Text extract:
Begin

To solve this problem, Hardy and his researchers developed a mix of plant meal and fish oil. These days, trout grown at the Station get a hearty, mostly plant-based meal of soybeans, corn and wheat, but it’s laced with a little fish oil to improve the mineral and nutrient balance and provide omega-3 fatty acids. 

When the project began, it took nearly a year to produce a one-pound trout. Now, 16 years later, the experiment is yielding trout that can grow between two and four times as fast in the same amount of time. 

Evaqua Farms in Filer has already started selling red and white rainbow trout, raised on a mostly plant-based diet developed by Hardy and the ARI, to wholesalers across the country. “Everything we’ve heard has been really positive,” said General Manager Jim Henderhan, of both the texture and taste of their farm-raised fish. 

Meanwhile, Leo Ray of Fish Breeders of Idaho is conducting his own experiments on fish feed. He’s settled on a combination that utilizes byproducts from processing that takes place at his facility.

End

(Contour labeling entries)
Begin

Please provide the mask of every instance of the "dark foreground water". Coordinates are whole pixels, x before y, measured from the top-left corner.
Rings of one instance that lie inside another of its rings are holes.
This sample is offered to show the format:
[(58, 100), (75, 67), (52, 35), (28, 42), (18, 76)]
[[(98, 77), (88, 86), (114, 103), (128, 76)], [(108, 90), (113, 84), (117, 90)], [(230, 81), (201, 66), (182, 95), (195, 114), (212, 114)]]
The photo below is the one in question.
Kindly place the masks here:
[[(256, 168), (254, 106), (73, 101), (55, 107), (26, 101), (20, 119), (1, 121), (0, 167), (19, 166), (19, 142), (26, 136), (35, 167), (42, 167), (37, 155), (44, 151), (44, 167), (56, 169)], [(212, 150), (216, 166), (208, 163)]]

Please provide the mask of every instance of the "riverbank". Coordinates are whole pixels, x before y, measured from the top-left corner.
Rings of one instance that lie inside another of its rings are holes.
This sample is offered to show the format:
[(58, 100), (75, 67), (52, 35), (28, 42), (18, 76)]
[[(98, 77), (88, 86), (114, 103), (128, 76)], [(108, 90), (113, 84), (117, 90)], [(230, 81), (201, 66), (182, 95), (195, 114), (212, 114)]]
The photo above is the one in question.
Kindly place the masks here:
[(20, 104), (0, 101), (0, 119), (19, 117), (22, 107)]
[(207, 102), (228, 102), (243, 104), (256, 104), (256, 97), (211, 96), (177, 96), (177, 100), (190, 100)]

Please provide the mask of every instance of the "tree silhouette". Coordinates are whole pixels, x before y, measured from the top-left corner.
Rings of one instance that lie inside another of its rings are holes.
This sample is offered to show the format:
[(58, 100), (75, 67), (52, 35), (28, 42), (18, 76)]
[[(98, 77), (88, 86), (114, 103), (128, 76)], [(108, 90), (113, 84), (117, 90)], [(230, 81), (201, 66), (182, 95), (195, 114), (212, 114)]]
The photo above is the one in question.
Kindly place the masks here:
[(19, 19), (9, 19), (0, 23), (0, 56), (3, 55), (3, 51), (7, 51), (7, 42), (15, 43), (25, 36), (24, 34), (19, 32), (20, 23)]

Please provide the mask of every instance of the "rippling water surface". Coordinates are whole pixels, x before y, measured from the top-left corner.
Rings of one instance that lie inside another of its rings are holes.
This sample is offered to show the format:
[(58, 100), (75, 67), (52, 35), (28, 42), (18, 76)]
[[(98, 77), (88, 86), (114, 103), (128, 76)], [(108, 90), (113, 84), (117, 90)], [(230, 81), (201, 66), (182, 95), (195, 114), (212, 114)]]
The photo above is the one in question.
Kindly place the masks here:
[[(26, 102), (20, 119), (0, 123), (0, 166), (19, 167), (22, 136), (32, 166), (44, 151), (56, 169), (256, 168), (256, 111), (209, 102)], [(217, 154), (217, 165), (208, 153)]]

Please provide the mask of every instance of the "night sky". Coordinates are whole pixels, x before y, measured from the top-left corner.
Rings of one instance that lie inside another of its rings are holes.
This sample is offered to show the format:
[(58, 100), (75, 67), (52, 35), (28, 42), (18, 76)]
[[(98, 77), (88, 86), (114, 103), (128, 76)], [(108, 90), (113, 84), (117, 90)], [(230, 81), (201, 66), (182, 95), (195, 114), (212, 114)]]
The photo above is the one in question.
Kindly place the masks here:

End

Continue the passage on plant-based trout feed from its last sentence.

Task response:
“When you fillet a fish,” Ray said, “The most you eat is 50%.” So, Ray’s operation will use the other half of the fish: the guts, heads and tails. It’s all ground up, put through an extruder and combined with a meal of grains: corn, peas, canola and soybeans. 

According to Ray, the rewards could be less waste at the processing facility and less demand for small fish like anchovies that are traditionally
used in fish meal. He’ll start testing his new fish meal blends this year. 

It’s still difficult to predict whether feed for farm-raised trout in the near future will be a mix of plants and fish oil, or grains and fish byproducts, or some other combination not yet developed. What is known, though, is that more sustainable, efficient ways to feed aquaculture fish will likely be developed in Idaho’s Magic Valley.